What is expected: Down to the last line, repeat the entries exactly and drop any image.

======== Data to use

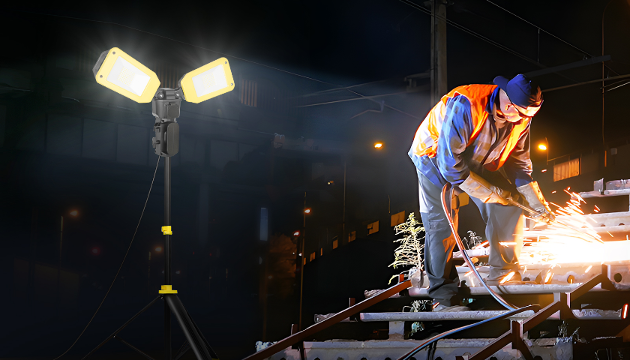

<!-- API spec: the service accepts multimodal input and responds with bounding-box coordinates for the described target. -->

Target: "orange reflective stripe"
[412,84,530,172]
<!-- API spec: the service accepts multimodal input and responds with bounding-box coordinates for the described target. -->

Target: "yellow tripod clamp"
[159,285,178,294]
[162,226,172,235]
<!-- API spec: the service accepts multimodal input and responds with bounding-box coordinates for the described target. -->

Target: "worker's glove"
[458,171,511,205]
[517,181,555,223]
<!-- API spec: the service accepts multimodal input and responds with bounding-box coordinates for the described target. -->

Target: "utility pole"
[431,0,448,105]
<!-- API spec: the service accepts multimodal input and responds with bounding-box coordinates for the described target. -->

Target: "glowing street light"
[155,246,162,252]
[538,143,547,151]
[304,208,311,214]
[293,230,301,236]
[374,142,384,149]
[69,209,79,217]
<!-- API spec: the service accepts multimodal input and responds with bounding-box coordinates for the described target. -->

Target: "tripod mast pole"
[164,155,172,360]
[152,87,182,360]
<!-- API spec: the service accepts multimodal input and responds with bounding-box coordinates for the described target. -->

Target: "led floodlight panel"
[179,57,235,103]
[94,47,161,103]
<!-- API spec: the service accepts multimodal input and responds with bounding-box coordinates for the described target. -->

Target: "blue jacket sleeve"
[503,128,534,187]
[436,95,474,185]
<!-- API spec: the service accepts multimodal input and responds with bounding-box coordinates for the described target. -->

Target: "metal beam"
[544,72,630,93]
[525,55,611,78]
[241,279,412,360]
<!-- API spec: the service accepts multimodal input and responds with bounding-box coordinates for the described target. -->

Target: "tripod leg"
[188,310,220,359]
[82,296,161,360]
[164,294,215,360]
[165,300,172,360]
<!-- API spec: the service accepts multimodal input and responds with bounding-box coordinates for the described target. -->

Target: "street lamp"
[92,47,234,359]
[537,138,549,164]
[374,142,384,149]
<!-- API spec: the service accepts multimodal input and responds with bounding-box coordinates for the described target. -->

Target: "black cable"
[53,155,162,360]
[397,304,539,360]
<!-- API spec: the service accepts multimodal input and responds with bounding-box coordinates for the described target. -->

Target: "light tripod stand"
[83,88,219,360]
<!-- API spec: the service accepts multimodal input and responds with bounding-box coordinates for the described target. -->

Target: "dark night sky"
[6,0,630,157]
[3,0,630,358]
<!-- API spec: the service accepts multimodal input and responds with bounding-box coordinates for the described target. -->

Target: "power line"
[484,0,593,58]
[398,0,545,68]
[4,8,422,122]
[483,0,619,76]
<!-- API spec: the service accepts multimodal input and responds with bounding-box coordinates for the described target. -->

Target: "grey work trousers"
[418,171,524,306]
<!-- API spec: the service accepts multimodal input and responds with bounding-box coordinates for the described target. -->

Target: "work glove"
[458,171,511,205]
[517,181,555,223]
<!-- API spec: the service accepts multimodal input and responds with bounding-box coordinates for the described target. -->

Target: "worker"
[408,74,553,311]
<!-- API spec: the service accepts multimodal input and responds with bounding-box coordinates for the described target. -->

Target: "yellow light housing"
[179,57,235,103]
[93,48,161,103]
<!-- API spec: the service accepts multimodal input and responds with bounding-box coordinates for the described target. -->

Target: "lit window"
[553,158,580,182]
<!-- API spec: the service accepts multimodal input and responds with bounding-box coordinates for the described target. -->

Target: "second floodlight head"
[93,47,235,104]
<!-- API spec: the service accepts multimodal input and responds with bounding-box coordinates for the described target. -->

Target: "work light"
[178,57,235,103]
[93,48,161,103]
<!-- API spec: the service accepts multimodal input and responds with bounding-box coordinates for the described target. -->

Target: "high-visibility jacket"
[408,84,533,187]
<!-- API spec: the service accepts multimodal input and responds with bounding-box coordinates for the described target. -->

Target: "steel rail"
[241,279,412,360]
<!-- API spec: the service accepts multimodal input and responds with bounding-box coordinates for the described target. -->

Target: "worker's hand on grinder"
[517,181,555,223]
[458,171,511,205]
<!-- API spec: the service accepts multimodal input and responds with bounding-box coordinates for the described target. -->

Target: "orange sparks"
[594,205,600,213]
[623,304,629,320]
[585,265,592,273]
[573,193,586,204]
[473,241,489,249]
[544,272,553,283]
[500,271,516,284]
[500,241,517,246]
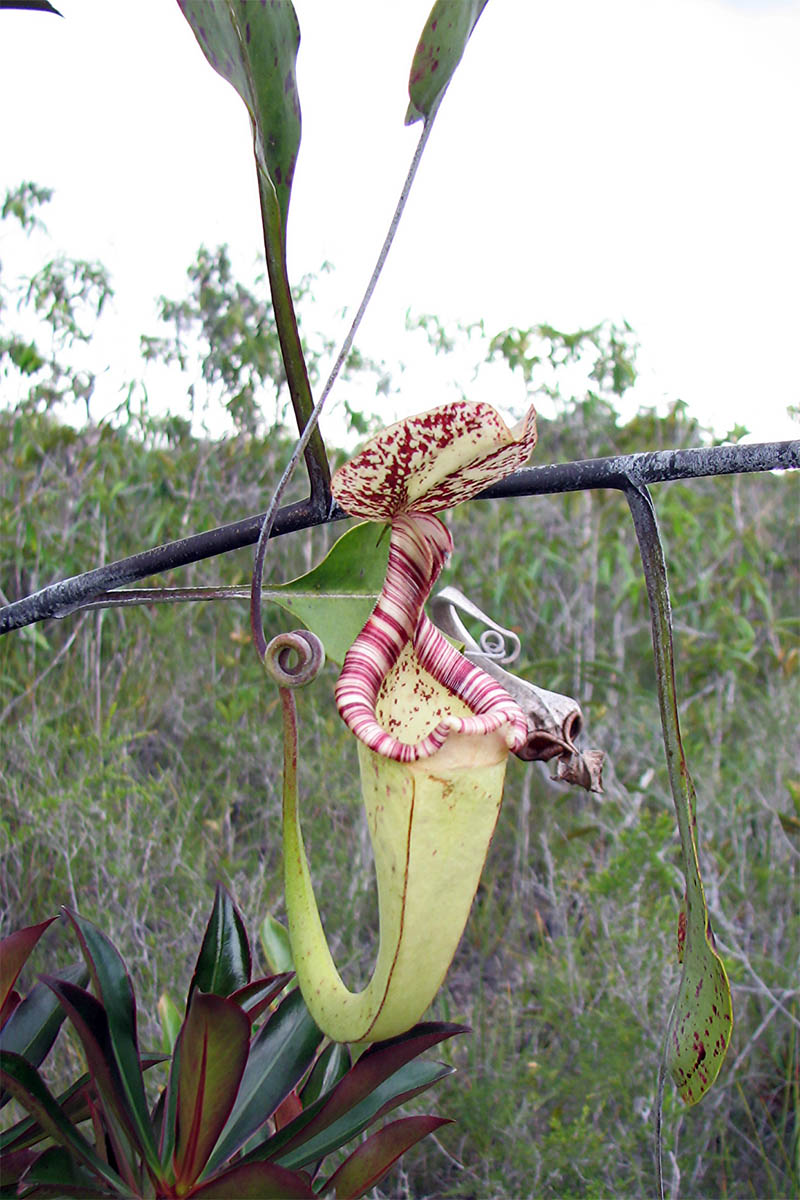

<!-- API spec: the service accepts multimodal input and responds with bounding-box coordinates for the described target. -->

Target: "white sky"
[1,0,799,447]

================

Completed task:
<!-- API spec: the service accepts multimodal input and responds with bounding-box coordinates for the described target. -->

Target: "orange reflective stripe"
[412,84,530,172]
<!-- API spec: the service accepts multimodal input and responds with bounding-box coordinates for the described target. -->

Target: "yellow tripod clamp"
[159,285,178,294]
[162,226,172,235]
<!-- API spec: the service accepts multimodal input and responds with bounding-box coordinates for the described target. -->

Target: "worker's glove"
[458,171,511,205]
[517,181,555,223]
<!-- API spec: the service accepts multimodal input and responds with bounding-box coordinates for the described target. -->

Target: "utility pole"
[431,0,448,105]
<!-- API spec: the service accepts multimodal input and responds with bounding-box coordinates for the described target. -->

Target: "glowing street light"
[155,246,162,252]
[538,143,547,151]
[304,208,311,214]
[293,230,301,236]
[374,142,384,149]
[69,209,79,217]
<!-- API spec: the service accepts multimodal input and responds with bounding-box coordinates for the described target. -->

Target: "tripod mast pole"
[164,155,172,360]
[152,87,182,360]
<!-- API spec: the service accepts multimodal input and responds with bounding-box coordinates for the described target. -->

Target: "led floodlight panel"
[179,57,235,103]
[94,47,161,103]
<!-- API spec: the service accepts multimodal input and responds with bounding-box coordinates for the described target. -->

Target: "blue jacket sleeve"
[503,128,534,187]
[436,95,474,185]
<!-- API spec: the service accepts multimodal input and responds with bounding-box coordinates for the described target. -->

Target: "metal beam"
[544,72,630,93]
[525,55,611,78]
[241,279,412,360]
<!-- API spec: the service accepts multimodal input and responds with bounding-box coordinates for the described target. -->

Target: "tripod leg"
[188,310,220,359]
[82,296,161,360]
[164,294,215,360]
[165,300,172,360]
<!-- API spec: the service accepts multimodal input and responds with bounding-box coordinates for the described target. -->

Target: "street lamp"
[92,47,234,359]
[537,138,549,164]
[374,142,384,149]
<!-- API spec: the service accepts multimodal input and responds with bounding-box coordinates for the described target. -->

Target: "black cable"
[53,155,162,360]
[397,304,539,360]
<!-- API spec: the service accepts multimodal input and responds with bounding-box coordinates for the described target. -->

Target: "light tripod stand"
[83,88,219,360]
<!-- API spec: the service accepts multimodal input and responds with bounding-box coordinates for the described target. -->

Target: "dark night sky"
[6,0,630,157]
[3,0,630,358]
<!-- API spec: the service accepts multimodal input and responds with bounding-box coordinates for the described target. -->

Target: "power line"
[484,0,593,58]
[398,0,545,68]
[4,8,422,122]
[483,0,619,76]
<!-- API spec: the service accepts multimodal input and responds with bounding-box coordinates for the described target. -->

Target: "grey work trousers"
[418,171,524,306]
<!-- API spec: the service accepts multimodal input and responds with bounding-box coordinates for the described target. -->

Target: "work glove"
[458,171,511,205]
[517,181,555,223]
<!-- API spec: the service accepts multimodal input and responds with bounding-box coordinates for the described target. -->

Target: "worker"
[408,74,553,311]
<!-- API spec: the service accepts multimodal input and responds with bounding-box coordinates for the described target. -->

Target: "yellow light housing"
[179,57,235,103]
[93,48,161,103]
<!-- API spec: the service accepts multimodal input and responds with bounding-box coordinates for the described target. -->

Target: "lit window"
[553,158,580,182]
<!-- API spec: the service accepts multimodal input and responds with bounding-box coordinates for the described target. -->

Target: "second floodlight head"
[93,47,235,104]
<!-- API spec: the service accepts multimodal input and responds with bounding-box coordinates for the described target. -->

Target: "work light"
[178,57,235,103]
[93,48,161,103]
<!-- API spec: the service accepts multimodal input and responds with bounding-box coordinates for the described target. -->

Target: "high-visibility jacket"
[408,84,533,187]
<!-- API spec: the service accepts multimodal input and responds with bounding-box coordinates for the described target. -->

Target: "steel rail"
[241,279,412,360]
<!-- API spec: the service accepts multimodal input and responds with bounding-box coordinates for the described target. -->

Target: "worker's hand on grinder"
[517,181,555,223]
[458,171,511,205]
<!-- API spec: the service accepts multimodal input and responds with bounding-box coordinates for the described target. -->

Target: "orange sparks"
[594,205,600,213]
[623,304,629,320]
[585,265,592,273]
[573,193,586,204]
[473,241,489,249]
[544,272,553,283]
[500,271,516,284]
[500,241,517,246]

<!-- API spec: the service accepts multimodal input and responds with bounding-box coordinates for the described target. -->

Target: "white sky"
[1,0,799,447]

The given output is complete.